### Required work
Lay out the part of the entries that opens with the line containing "trace the outline of every instance of the shirt" and closes with the line containing "1274), (201, 1333)]" as a Markdown table with two columns, Row and Line. Give each non-blank line in that part its own numbered row, and skip the blank lines.

-----

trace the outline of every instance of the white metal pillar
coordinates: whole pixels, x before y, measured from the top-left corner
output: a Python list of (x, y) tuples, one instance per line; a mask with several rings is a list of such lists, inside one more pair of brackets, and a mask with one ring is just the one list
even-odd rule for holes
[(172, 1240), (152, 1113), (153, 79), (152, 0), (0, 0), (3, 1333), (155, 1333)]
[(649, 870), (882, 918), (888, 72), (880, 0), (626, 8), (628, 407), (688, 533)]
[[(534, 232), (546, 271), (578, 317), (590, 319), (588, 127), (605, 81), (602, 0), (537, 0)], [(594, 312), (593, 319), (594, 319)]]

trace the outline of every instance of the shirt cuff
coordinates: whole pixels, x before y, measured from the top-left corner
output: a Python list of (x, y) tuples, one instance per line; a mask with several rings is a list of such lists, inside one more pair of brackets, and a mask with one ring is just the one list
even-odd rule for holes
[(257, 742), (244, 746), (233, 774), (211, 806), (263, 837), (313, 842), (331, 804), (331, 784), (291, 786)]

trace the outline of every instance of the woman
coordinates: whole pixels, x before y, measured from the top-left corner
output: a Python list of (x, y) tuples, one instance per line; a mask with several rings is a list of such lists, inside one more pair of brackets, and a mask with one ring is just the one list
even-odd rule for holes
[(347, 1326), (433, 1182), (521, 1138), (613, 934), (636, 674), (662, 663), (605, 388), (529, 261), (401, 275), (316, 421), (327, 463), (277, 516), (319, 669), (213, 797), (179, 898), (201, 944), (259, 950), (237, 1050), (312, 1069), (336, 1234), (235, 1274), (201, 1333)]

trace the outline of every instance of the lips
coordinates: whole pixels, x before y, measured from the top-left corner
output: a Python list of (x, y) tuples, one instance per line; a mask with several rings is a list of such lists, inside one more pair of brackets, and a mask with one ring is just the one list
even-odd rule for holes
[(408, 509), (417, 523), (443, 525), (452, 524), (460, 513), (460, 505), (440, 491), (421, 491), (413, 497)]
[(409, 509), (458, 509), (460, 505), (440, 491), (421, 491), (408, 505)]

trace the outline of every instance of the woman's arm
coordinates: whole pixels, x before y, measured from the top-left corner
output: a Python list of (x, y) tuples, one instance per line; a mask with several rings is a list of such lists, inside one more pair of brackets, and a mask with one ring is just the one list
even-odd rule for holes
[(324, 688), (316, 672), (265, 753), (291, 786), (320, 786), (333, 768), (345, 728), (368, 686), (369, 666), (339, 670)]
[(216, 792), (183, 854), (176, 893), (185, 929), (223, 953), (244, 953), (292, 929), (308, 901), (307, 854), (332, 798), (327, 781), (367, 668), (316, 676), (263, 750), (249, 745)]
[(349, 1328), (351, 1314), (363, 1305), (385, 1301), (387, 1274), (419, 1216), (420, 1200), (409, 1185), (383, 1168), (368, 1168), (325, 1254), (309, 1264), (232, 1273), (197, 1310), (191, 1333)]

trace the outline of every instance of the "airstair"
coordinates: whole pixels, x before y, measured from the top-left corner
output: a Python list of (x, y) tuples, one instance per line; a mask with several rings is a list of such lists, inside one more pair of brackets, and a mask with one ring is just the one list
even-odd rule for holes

-----

### Result of the task
| Row | Line |
|---|---|
| 1 | trace the outline of every instance of the shirt cuff |
| 2 | coordinates: whole pixels, x before y, measured from the top-left corner |
| 3 | output: a Python list of (x, y) tuples, one instance per line; a mask with several rings is a list of such lists, inside one more pair of brackets, and a mask with one ring is just the one list |
| 4 | even-odd rule for holes |
| 5 | [(257, 742), (244, 746), (233, 774), (211, 806), (263, 837), (313, 842), (331, 804), (331, 784), (291, 786)] |
| 6 | trace the outline of every instance of the woman |
| 7 | coordinates: whole pixels, x before y, measured from the top-left corner |
| 8 | output: a Python list of (x, y) tuples, one instance per line; a mask with several rings is a list of such lists, inside one more pair of brackets, and a mask with one ring is just the one list |
| 9 | even-odd rule for holes |
| 10 | [(347, 1326), (433, 1182), (521, 1138), (613, 934), (636, 674), (662, 663), (605, 388), (529, 261), (401, 275), (316, 421), (327, 463), (277, 516), (319, 669), (213, 797), (179, 898), (201, 944), (259, 950), (237, 1050), (312, 1069), (336, 1234), (235, 1274), (201, 1333)] |